Convert everything in the records from the line containing "Where can the large" down to their last line into a JSON list of strings, one string per line, leaving out blank lines.
--- Begin Exercise input ---
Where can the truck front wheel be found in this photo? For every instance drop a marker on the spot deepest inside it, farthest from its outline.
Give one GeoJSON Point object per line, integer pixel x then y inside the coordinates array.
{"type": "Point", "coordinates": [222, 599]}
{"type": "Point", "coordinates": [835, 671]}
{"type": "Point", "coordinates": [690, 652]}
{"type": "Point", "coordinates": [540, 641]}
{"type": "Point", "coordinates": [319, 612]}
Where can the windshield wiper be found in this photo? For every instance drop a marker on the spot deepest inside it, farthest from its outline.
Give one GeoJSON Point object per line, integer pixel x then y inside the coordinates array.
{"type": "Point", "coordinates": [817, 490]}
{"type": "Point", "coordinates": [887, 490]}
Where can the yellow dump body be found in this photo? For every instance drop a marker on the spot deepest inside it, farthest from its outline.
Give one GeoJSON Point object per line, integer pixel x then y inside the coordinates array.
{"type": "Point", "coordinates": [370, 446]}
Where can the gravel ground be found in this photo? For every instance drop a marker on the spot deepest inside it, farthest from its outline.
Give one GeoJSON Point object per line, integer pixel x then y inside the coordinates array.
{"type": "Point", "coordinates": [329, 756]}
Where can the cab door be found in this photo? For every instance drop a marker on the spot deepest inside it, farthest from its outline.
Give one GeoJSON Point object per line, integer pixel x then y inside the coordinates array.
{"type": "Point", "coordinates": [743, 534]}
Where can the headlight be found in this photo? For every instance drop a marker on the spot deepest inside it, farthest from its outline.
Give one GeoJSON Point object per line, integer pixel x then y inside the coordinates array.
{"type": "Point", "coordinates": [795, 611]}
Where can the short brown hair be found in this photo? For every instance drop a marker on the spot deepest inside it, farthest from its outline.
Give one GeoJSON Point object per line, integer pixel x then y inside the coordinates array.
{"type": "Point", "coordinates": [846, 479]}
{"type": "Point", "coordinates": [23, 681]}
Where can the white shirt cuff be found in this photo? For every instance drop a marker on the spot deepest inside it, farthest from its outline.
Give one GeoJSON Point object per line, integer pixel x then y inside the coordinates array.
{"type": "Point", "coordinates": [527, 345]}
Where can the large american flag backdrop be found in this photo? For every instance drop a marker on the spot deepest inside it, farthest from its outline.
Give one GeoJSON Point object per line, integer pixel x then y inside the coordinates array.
--- End Exercise input ---
Complete output:
[
  "Where can the large american flag backdrop be found in this photo? For every instance drop a marker on the spot deepest inside it, farthest from its outline.",
  "Give one GeoJSON Point object per line, integer pixel x then y inside the coordinates array."
]